_Exercise goal:_
Count the lines in the rows below that contain the word "rough", and reply with only that number.

[Dataset items]
════════════════
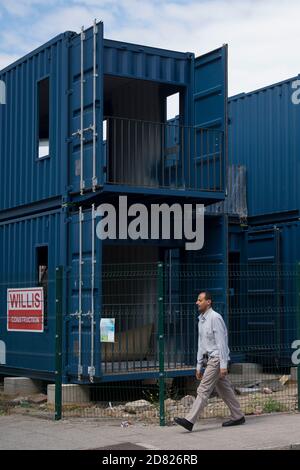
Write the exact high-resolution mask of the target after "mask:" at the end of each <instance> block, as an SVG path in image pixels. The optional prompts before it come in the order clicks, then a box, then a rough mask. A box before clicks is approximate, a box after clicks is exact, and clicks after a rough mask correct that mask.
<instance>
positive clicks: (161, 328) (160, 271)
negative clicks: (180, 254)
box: [158, 263, 165, 426]
mask: <svg viewBox="0 0 300 470" xmlns="http://www.w3.org/2000/svg"><path fill="white" fill-rule="evenodd" d="M164 341H165V338H164V265H163V263H158V351H159V425H160V426H165V358H164Z"/></svg>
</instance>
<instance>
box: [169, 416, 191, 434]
mask: <svg viewBox="0 0 300 470" xmlns="http://www.w3.org/2000/svg"><path fill="white" fill-rule="evenodd" d="M174 421H175V423H176V424H179V426H182V427H183V428H185V429H187V430H188V431H192V430H193V426H194V425H193V423H191V422H190V421H188V420H187V419H185V418H174Z"/></svg>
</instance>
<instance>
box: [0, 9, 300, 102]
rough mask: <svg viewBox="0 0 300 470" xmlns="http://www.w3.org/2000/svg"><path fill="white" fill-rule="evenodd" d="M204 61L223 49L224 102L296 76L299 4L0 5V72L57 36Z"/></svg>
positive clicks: (297, 69) (297, 58) (297, 73)
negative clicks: (98, 38)
mask: <svg viewBox="0 0 300 470" xmlns="http://www.w3.org/2000/svg"><path fill="white" fill-rule="evenodd" d="M94 18H96V19H97V20H98V21H100V20H101V21H103V22H104V37H106V38H110V39H115V40H120V41H126V42H134V43H139V44H145V45H149V46H153V47H160V48H165V49H172V50H178V51H182V52H186V51H189V52H194V53H195V54H196V55H201V54H204V53H206V52H208V51H210V50H213V49H215V48H217V47H220V46H221V45H222V44H225V43H227V44H228V46H229V63H228V65H229V70H228V77H229V82H228V86H229V96H232V95H235V94H237V93H241V92H247V91H251V90H255V89H257V88H261V87H263V86H266V85H270V84H272V83H276V82H279V81H281V80H285V79H287V78H290V77H294V76H296V75H298V73H300V57H299V54H298V44H299V45H300V26H299V25H300V23H299V21H300V20H299V18H300V1H299V0H263V1H262V0H148V1H147V0H142V1H141V0H49V1H47V2H46V1H45V0H17V1H13V0H0V69H2V68H3V67H5V66H6V65H8V64H10V63H11V62H13V61H14V60H16V59H18V58H20V57H22V56H23V55H25V54H26V53H28V52H30V51H31V50H33V49H34V48H36V47H38V46H39V45H41V44H43V43H44V42H47V41H48V40H49V39H51V38H52V37H54V36H56V35H57V34H59V33H61V32H64V31H67V30H72V31H76V32H79V31H80V29H81V26H84V27H85V28H87V27H89V26H91V25H92V23H93V20H94Z"/></svg>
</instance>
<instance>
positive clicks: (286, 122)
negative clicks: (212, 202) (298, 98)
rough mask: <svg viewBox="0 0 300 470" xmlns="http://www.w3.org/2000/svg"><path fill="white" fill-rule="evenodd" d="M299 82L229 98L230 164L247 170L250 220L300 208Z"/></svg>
mask: <svg viewBox="0 0 300 470" xmlns="http://www.w3.org/2000/svg"><path fill="white" fill-rule="evenodd" d="M297 80H299V77H294V78H291V79H289V80H286V81H284V82H281V83H277V84H274V85H270V86H268V87H265V88H262V89H260V90H256V91H253V92H250V93H242V94H239V95H237V96H233V97H231V98H230V99H229V128H228V131H229V165H243V166H245V167H246V178H247V188H246V189H247V205H248V216H249V217H251V216H266V215H268V214H273V213H274V214H276V213H277V214H278V216H279V214H280V213H282V212H285V211H298V213H299V207H300V189H299V181H298V179H299V174H300V159H299V155H300V134H299V126H300V104H299V100H298V99H297V97H298V95H299V92H298V94H297V88H299V82H297Z"/></svg>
════════════════
_Your response:_
3